■ Aim: Say whether each statement agrees with the post below, answering yes or no and quoting the words of the post that decide it: (a) the writer's first notes for the essay were made five years ago to the day; (b) David Lay Williams declined to read the paper; (c) the publication is expected in the Review of Politics later this year.

After Conceit, Conversation
In which I find a less combative approach to scholarship.
Imagine that you enter a parlor. You come late. When you arrive, others have long preceded you, and they are engaged in a heated discussion, a discussion too heated for them to pause and tell you exactly what it is about. In fact, the discussion had already begun long before any of them got there, so that no one present is qualified to retrace for you all the steps that had gone before. You listen for a while, until you decide that you have caught the tenor of the argument; then you put in your oar. Someone answers; you answer him; another comes to your defense; another aligns himself against you, to either the embarrassment or gratification of your opponent, depending upon the quality of your ally's assistance. However, the discussion is interminable. The hour grows late, you must depart. And you do depart, with the discussion still vigorously in progress. — Kenneth Burke
This week I learned that my first publication — of anything, ever — should be out later this year in the Review of Politics. “Three General Wills in Rousseau” now has life.
My first notes for the essay are dated precisely 5 years ago to the day (Tuesday), and they began where I thought all academic work started: proving that someone was wrong.
Now this hubris did give me pause, since when a body of experts agrees on something, and you’re an unemployed, unaffiliated nobody, coming to the subject for the first time… well, it’s probably not the experts who are wrong.
But not too much pause. I am a White American Male with Opinions, after all.
I soldiered on.
The earliest drafts were written by a man with evident need for proof — proof of textual correctness, and proof of becoming more than a failed grad student.
And then a curious thing happened.
Well, two curious things.
The first was that my interlocutor, David Lay Williams, not only agreed to read the paper, but provided comments with not a hint of the combativeness contained in the draft he read. He disagreed, of course, but in the kindest ways. He invited me to lunch at MPSA. He continued the conversation in the months that followed. He responded to my critique with an openness that's rare among even the warmest academics. I was now in his debt, and the journey from disputant to debtor does not leave one unchanged.
And then secondly, last year, I was thrust into a glacially paced total-system breakdown. On the other side of 2021 I'm learning what it feels like to enjoy writing. But then you already know about this.
I’m only able to write because I've abandoning my old conception of research as the ever-expanding exploitation of “gaps” for gain and glory, all the while cultivating, quite carefully, one’s academic brand. I thought that this simply was scholarship in the modern age. Now I know better.
I asked myself this week: what other motivations could sustain research? I still enjoy political theory, still have things to say. But I want also to say them for the right reasons. The older, self-aggrandizing model wouldn’t do.

■ Data segment:
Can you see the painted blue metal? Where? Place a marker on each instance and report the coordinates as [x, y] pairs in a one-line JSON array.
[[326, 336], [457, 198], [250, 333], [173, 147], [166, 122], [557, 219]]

■ Complete output:
(a) Yes: "My first notes for the essay are dated precisely 5 years ago to the day"
(b) No: "not only agreed to read the paper"
(c) Yes: "should be out later this year in the Review of Politics"